Gebo et l'ombre (2012) Manoel de Oliveira

Apr 29, 2013 09:58

Наследие Мануэла де Оливейры всегда было с трудом уловимо для описания в политических категориях, и это затруднение имеет прямые следствия для понимания его эстетики (и visa versa). Будучи объектом критики на протяжении большей части своей карьеры для «левых» как автор, игнорирующий непосредственную критику социальных проблем Португалии (чья история ХХ века, для которой Оливейра является современником, давала и дает не мало поводов - от послевоенной диктатуры диктатора до кризисной диктатуры ЕС) за счет эстетского эскапизма, т.е. особого внимания к аристократическим слоям общества, ему так же не был оказан теплый прием и среди «правых». Консервативные ценности в исполнении Оливейры не столько ставились под вопрос, сколько разыгрывались в режиме буквализма.
Будь то португальская версия «Мадам Бовари» («Долина Авраама» 1993) или тончайшая экранизация критики Trauerspiel Беньямина («Пятая империя» 2004); будь то перевод ветхозаветного сюжета на язык и образность беккетовской прозы и театра («Мой случай» 1986) или помещение героев из «Принцессы Клевской» в 90е годы под ритмы поп музыки («Письмо» 1999); будь то (псевдо) мистический триллер о непорочном зачатии («Бенильда» 1975) или изысканная опера срывающаяся в кэмп («Каннибалы» 1988); будь то язвительная вариация на тему хичкоковского «Головокружения» («Прошлое и настоящее» 1972) или ницшеанский смех над христианством с помощью греков («Монастырь» 1995) - почти все работы Оливейры неизменно выказывали непочтительность и сарказм с точки зрения любой традиционной политической (и не только) ориентации. В результате для одних он оказывался недостаточным, для других чрезмерным. Политическое (=эстетическое) высказывание португальского классика неизменно шло и идет в разрез - в буквальном смысле проявляя лакуны привычных кинематографических классификаций и зрительских моделей восприятия. «Жебо и тень» в этом потрясающем ряду не исключение.

СПИСОК ДАННЫХ:
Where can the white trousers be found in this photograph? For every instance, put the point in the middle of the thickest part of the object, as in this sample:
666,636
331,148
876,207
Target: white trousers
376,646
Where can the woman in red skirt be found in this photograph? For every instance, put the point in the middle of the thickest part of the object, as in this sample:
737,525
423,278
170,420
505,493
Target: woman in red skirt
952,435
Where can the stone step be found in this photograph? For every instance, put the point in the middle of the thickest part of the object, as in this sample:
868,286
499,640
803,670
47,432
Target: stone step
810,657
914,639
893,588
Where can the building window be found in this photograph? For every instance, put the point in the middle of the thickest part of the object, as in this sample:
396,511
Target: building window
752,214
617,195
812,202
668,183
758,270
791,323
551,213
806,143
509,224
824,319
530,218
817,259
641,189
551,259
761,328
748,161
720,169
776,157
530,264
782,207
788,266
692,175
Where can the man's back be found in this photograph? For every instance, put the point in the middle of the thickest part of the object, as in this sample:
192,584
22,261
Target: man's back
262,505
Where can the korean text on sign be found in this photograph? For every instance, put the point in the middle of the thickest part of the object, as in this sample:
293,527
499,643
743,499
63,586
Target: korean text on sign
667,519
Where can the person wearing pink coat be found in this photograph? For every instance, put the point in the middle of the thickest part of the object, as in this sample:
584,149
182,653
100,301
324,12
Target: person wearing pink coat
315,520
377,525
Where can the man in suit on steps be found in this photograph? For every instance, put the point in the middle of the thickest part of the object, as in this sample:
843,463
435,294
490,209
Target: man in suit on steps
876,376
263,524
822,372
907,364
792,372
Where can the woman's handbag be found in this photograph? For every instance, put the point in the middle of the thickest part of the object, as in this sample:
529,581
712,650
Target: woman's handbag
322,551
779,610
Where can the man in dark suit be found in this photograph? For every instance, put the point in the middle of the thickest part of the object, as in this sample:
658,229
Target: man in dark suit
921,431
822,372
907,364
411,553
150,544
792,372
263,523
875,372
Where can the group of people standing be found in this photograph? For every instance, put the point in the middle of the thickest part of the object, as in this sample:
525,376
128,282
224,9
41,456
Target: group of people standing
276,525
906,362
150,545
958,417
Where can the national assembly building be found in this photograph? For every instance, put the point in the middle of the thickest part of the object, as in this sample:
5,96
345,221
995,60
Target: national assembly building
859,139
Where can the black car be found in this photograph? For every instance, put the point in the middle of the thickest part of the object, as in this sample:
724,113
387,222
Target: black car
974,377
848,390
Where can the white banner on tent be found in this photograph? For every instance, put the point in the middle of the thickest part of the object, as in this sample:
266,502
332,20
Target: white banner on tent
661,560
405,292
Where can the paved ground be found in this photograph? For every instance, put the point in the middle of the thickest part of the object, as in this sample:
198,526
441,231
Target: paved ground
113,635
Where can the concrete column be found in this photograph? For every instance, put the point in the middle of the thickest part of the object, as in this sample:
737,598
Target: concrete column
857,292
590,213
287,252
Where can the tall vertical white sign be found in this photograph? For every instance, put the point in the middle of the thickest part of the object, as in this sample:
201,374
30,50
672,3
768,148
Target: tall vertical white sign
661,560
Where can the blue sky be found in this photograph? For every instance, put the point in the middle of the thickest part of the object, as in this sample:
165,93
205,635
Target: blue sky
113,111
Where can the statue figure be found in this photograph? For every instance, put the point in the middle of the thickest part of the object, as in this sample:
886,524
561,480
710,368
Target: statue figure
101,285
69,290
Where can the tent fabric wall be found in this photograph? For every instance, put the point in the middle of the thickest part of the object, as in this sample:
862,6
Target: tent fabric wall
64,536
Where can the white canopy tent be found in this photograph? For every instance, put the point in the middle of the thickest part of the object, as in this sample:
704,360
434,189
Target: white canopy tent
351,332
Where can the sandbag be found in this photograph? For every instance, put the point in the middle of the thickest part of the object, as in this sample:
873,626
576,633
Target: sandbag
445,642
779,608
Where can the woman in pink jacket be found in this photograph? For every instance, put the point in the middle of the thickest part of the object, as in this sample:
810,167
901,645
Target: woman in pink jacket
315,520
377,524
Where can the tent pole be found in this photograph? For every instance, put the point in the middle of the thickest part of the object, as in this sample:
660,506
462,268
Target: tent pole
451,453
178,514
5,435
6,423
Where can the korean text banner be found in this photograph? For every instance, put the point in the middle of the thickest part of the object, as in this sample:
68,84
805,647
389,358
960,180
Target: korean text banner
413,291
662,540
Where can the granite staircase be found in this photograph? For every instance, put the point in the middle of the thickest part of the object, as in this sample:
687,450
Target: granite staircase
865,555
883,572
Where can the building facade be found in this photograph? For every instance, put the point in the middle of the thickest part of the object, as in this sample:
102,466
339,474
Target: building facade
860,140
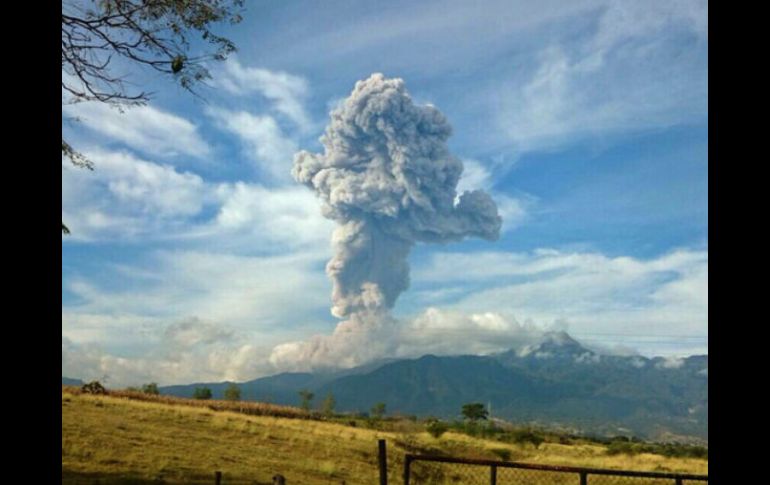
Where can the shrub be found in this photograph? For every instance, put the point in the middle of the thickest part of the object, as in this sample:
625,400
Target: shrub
528,436
503,453
151,388
202,393
436,428
378,410
233,393
94,387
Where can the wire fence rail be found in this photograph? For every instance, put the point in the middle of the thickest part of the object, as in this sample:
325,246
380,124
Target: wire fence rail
439,470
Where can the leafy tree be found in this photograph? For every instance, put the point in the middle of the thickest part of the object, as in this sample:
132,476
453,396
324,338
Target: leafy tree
474,412
151,388
306,397
233,393
328,405
378,410
102,39
202,393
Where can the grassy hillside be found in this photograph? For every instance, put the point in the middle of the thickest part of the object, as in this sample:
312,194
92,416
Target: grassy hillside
120,440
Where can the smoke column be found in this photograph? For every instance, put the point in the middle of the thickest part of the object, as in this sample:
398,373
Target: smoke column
388,180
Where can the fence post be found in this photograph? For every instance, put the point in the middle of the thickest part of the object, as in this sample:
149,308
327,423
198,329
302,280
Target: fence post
407,463
383,456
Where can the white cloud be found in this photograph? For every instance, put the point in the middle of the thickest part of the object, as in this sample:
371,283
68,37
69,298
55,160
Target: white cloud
657,306
514,210
165,363
127,196
670,363
636,71
143,128
289,216
244,291
263,140
287,91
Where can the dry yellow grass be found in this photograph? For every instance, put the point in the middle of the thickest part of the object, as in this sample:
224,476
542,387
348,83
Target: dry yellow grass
123,440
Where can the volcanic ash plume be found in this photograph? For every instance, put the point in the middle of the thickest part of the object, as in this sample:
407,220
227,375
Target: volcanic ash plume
387,178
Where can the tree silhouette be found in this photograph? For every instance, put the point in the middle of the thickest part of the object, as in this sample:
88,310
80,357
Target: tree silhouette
474,412
100,38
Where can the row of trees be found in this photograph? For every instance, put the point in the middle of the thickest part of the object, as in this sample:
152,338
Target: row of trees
327,406
472,412
232,392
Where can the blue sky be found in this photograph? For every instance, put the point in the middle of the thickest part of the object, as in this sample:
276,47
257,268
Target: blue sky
193,253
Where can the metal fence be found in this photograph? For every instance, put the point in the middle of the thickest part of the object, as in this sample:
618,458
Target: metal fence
435,470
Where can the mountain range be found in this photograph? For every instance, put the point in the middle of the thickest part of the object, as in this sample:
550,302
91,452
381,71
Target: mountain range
557,383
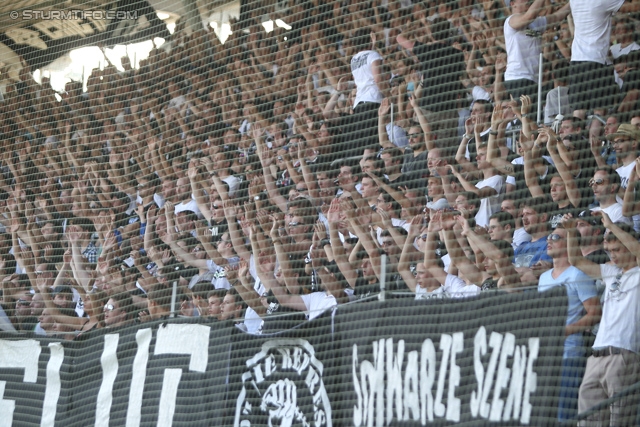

ПОСТАВЛЕННАЯ ЦЕЛЬ: Продолжите текст о фильме «Жебо и тень» Мануэла де Оливейры, начиная сразу после его последнего предложения.

РЕЗУЛЬТАТ УПРАЖНЕНИЯ:
Фильм ли это, если почти все действие сведено к одному столу одной комнаты одного дома и минимуму ракурсов почти одинаково расположенных «на сцене» немногочисленных героев? Или иначе. Как превратить вид стен в видение фильма? (Заставить стены, окна, стулья смотреть на нас, если перефразировать Диди-Юбермана).
Еще в 90е годы, отвечая на вопрос, не играет ли в его творчестве дом, помещение главную роль Оливейра был лаконичен и точен: обращение к определенному пространству задано мотивом не самого пространства, но мотивом кинематографическим. Камерность и статичность, свойственная Оливейре в целом, но фильму «Жебо и тень» в особенности, определяется не местом или условиями съемки, но специфическим пониманием задачи: дать фильму явить себя несмотря на… минимум действия; минимум движений камеры; минимально интересные и максимально предсказуемые диалоги; с самого начала прочитываемую структуру.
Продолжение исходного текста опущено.